[Stored records]
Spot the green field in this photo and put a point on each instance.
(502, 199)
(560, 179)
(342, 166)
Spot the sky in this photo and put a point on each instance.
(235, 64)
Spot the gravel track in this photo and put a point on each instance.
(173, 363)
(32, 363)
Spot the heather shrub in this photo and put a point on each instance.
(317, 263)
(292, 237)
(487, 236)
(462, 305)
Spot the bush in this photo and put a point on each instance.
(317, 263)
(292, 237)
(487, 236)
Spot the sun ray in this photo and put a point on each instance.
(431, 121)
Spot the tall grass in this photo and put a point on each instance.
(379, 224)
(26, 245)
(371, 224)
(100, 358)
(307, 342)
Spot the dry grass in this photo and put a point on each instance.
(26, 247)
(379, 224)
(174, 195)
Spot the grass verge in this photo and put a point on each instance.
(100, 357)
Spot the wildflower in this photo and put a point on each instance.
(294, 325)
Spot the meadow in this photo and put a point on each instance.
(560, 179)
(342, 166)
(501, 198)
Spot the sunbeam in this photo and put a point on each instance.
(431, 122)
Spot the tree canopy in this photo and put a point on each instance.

GOAL: Copy out the items word for word, from the line containing "Spot the heather" through the last line of the items.

RESULT:
Spot the heather shrub in this photo and put a point on each instance.
(317, 263)
(292, 237)
(487, 236)
(462, 305)
Spot the bush in this photo and put a point on each instance.
(317, 263)
(292, 237)
(487, 236)
Spot the sun ray in this photo and put a point on each instance.
(431, 121)
Spot the tall grass in this photo and put a point on each instance.
(379, 224)
(26, 245)
(371, 224)
(100, 358)
(307, 342)
Spot the dry grass in this photo and put a point on each instance.
(26, 247)
(379, 224)
(174, 195)
Spot the grass verge in this photo and put a point on each instance.
(100, 357)
Spot the wildflower in this photo and put a point on each instance.
(294, 325)
Spot the meadow in this photo and put a point on each instance.
(560, 179)
(342, 166)
(501, 198)
Spot the sunbeam in this photo and put a point on each instance.
(431, 122)
Spot the tree canopy in this photo and put a point on each instance.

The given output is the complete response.